> YOUR OBJECTIVE: Print the data that follows exactly.

> SUPPLIED DATA:
◇ ◇ ◇ ◇

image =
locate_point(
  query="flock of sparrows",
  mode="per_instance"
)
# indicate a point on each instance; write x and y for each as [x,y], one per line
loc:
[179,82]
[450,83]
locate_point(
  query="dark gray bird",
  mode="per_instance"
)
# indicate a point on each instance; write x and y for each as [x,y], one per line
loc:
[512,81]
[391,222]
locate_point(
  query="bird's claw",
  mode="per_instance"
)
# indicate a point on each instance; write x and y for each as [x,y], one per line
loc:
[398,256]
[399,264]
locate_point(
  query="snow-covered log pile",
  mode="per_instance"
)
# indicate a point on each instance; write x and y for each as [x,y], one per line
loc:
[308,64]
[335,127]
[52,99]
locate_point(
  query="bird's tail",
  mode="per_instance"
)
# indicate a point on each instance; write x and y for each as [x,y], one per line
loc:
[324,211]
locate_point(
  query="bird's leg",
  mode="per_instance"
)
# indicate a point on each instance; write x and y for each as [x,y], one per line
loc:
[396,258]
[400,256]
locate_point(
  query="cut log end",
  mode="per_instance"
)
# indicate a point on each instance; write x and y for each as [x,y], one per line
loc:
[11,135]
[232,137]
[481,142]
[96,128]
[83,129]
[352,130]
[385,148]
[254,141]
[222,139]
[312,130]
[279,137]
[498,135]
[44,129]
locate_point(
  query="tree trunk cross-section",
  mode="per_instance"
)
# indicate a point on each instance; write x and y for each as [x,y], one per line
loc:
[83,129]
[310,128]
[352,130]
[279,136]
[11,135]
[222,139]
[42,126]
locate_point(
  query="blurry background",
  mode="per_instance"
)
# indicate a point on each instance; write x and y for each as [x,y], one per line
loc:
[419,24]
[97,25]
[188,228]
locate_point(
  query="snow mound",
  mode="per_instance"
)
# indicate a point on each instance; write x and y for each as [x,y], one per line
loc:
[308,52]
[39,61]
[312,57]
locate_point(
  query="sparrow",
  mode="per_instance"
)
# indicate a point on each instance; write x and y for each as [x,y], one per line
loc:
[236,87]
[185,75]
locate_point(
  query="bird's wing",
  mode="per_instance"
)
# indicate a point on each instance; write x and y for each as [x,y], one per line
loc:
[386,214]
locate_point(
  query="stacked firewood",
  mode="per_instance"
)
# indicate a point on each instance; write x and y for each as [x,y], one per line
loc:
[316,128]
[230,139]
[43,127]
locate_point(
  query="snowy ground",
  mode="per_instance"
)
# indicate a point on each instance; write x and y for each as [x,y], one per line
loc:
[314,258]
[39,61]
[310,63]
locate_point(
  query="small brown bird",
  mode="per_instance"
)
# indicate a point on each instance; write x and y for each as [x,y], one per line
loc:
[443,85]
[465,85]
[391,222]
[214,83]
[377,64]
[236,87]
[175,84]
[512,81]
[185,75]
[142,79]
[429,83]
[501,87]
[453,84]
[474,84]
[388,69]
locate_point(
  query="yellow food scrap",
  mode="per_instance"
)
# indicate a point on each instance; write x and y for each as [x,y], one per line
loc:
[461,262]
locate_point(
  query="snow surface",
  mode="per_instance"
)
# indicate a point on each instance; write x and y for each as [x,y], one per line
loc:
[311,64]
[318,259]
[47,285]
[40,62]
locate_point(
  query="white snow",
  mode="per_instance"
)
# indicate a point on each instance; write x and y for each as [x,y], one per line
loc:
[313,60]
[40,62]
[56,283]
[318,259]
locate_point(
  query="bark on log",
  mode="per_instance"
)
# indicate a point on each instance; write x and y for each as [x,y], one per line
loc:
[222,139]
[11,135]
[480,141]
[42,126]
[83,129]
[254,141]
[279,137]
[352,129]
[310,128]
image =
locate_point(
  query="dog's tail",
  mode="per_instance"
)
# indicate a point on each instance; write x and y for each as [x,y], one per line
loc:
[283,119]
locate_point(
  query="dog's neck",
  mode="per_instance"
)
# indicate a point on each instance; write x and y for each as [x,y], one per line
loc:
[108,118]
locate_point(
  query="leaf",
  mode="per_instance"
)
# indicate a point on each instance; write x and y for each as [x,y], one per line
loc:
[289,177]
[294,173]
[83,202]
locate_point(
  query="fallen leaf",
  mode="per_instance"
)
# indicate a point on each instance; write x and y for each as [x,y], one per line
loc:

◇ ◇ ◇ ◇

> TASK ANSWER:
image =
locate_point(
  query="flock of sparrows",
  mode="per_instance"
)
# indicate a point on each instance; write x and y for each as [x,y], one per line
loc:
[179,82]
[450,83]
locate_point(
  query="dark gray bird",
  mode="per_instance"
)
# indicate a point on each instance; write x and y for each as [x,y], one per line
loc:
[512,81]
[391,222]
locate_point(
  query="bird's claw",
  mode="per_instance"
)
# indicate a point on each instance; write x and y for each as [x,y], one per line
loc:
[398,256]
[399,264]
locate_point(
  query="snow-covered log pile",
  mode="per_instance"
)
# indicate a point on each instance; write x and y for each as [x,y], one per line
loc:
[308,64]
[335,127]
[52,99]
locate_point(
  query="bird's tail",
  mode="per_instance"
)
# indicate a point on each instance; write x and y for each as [x,y], one per line
loc:
[324,211]
locate_point(
  query="bird's leg",
  mode="per_instance"
)
# indicate a point on each instance; write x and y for each as [x,y], one per line
loc:
[396,258]
[400,256]
locate_point(
  query="cut log end",
  mode="per_instance"
)
# indicate a point on each instance; write x and y for each as [x,y], one per line
loc:
[11,135]
[232,137]
[481,142]
[96,128]
[83,129]
[352,130]
[385,148]
[254,141]
[222,139]
[312,130]
[279,137]
[498,135]
[44,129]
locate_point(
  query="tree trunk cross-section",
  mode="per_instance"
)
# indicate a point on each instance; write x and y for each as [x,y], one per line
loc:
[83,129]
[310,128]
[352,130]
[279,136]
[11,135]
[222,139]
[42,126]
locate_point(
  query="blurry background",
  mode="per_instance"
)
# indicate a point on each instance; write x and y for each as [x,y], one per line
loc:
[419,24]
[97,25]
[188,228]
locate_point(
  query="snow mound",
  mode="per_instance"
)
# indicate a point on each instance; write x and y for each as [x,y], one per line
loc:
[308,52]
[39,61]
[312,57]
locate_point(
  query="sparrow",
  mode="per_instance"
)
# indicate a point on each instance; write x and y for each as [x,y], one per line
loc:
[236,87]
[185,75]
locate_point(
  query="bird's wing",
  mode="per_instance"
)
# indicate a point on each instance; write x and y for each as [x,y], one per line
loc:
[386,214]
locate_point(
  query="stacked firewood",
  mode="per_instance"
)
# indicate a point on each instance; write x and y for each as [x,y], one per line
loc:
[316,128]
[230,139]
[43,127]
locate_point(
  query="snowy ground",
  mode="per_instance"
)
# indicate a point on each instance; write x and y for each as [x,y], one per line
loc:
[314,258]
[39,61]
[310,63]
locate_point(
  query="small brown bird",
  mode="per_instance"
)
# indicate a point on each instance; write x and y for each as [x,y], one per line
loc:
[443,85]
[465,85]
[391,222]
[214,83]
[377,64]
[236,87]
[175,84]
[512,81]
[185,75]
[142,79]
[429,83]
[501,87]
[453,84]
[474,84]
[388,69]
locate_point(
  query="yellow food scrap",
  mode="per_instance"
)
# indicate a point on each instance; write x and y for each as [x,y], one per line
loc:
[461,262]
locate_point(
  query="snow surface",
  mode="per_instance"
)
# indicate a point on each instance; write x and y for each as [x,y], one per line
loc:
[311,64]
[318,259]
[47,285]
[40,62]
locate_point(
  query="white snow",
  mode="per_instance"
)
# indicate a point on each instance; write x and y for each as [x,y], one per line
loc:
[313,60]
[40,62]
[56,283]
[318,259]
locate_point(
  query="bark on log",
  mode="per_instance"
)
# indicate a point on each instance; write x and y for each as [x,y], one per line
loc:
[222,139]
[11,135]
[480,141]
[42,126]
[83,129]
[254,141]
[279,137]
[352,129]
[310,128]
image =
locate_point(
  query="dog's tail",
  mode="per_instance"
)
# indicate a point on each instance; write x and y for each as [x,y], one per line
loc:
[283,119]
locate_point(
  query="dog's neck",
  mode="per_instance"
)
# indicate a point on each instance; write x and y for each as [x,y], one per line
loc:
[108,118]
locate_point(
  query="leaf",
  mode="per_instance"
)
# indicate a point on each instance; write x and y for each as [x,y], one per line
loc:
[289,177]
[294,173]
[83,202]
locate_point(
  query="fallen leaf",
  mode="per_instance"
)
# indicate a point on each instance; write x and y for each as [x,y], one per line
loc:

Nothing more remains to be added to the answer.